- [WORK REQUIRED] How many lines of the records contain the word "outline"? Reply with the number alone.

- [RECORDS PROVIDED]
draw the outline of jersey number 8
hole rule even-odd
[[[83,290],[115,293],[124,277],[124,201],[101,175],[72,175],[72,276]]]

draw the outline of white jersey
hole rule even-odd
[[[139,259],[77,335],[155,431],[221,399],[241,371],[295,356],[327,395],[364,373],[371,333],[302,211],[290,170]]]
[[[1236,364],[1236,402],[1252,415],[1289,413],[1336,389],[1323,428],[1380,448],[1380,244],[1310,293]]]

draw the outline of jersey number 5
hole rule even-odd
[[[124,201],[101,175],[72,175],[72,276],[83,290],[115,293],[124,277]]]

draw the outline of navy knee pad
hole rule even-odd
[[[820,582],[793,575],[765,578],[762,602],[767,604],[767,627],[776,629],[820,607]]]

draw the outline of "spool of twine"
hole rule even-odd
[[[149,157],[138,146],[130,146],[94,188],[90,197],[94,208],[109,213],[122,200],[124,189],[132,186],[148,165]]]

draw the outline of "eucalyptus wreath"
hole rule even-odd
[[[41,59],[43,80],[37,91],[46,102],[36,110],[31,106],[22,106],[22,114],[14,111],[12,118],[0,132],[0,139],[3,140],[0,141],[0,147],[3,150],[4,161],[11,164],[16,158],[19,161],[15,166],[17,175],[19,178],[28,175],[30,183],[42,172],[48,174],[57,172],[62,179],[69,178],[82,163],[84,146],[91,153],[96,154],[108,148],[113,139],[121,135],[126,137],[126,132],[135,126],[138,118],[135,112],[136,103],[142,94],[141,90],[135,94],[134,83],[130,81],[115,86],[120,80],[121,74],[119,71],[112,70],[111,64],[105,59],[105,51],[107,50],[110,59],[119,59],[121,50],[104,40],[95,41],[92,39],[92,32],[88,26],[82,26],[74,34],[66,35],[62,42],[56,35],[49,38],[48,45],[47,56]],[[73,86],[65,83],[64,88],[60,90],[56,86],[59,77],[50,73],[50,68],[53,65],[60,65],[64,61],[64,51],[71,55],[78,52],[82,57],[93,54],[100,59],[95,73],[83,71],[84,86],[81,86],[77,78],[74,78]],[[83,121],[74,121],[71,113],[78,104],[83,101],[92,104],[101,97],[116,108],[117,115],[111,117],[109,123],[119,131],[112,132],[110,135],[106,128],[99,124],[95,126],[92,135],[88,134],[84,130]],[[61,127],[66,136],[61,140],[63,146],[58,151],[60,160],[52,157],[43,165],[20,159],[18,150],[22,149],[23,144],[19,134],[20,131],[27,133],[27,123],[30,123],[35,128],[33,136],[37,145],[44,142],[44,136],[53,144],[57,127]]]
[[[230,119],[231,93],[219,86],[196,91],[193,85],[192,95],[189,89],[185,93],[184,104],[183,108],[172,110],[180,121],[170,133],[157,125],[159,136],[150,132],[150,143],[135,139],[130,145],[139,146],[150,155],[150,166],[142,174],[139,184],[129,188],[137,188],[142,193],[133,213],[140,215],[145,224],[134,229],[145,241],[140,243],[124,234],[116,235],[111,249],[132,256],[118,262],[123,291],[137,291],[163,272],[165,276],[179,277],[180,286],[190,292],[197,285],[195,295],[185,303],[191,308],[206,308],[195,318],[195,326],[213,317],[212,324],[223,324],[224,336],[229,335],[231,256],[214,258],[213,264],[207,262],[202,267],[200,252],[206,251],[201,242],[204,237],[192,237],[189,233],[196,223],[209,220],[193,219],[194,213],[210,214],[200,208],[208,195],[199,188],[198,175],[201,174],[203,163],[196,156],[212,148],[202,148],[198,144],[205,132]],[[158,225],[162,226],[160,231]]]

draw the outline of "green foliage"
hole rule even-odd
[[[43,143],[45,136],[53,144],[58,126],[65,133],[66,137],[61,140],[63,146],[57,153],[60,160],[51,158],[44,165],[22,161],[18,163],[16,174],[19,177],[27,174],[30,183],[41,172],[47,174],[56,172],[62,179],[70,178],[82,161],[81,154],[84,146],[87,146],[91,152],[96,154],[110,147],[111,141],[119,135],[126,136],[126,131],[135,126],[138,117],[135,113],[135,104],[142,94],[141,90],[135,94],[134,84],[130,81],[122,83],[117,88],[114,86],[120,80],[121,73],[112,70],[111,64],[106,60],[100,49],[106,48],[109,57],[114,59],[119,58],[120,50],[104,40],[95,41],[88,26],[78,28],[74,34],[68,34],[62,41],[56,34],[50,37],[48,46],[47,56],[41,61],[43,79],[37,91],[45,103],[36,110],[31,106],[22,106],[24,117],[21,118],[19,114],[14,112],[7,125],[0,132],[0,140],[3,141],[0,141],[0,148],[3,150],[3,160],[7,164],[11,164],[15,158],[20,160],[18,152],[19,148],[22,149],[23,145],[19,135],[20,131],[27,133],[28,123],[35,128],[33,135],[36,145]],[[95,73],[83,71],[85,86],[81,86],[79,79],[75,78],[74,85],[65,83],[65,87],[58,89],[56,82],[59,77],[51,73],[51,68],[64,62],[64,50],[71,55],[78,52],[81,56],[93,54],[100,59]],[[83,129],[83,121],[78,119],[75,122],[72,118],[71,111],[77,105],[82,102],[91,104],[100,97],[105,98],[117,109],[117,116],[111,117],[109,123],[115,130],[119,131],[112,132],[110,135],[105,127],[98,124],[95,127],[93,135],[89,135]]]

- [FULL RESPONSE] 7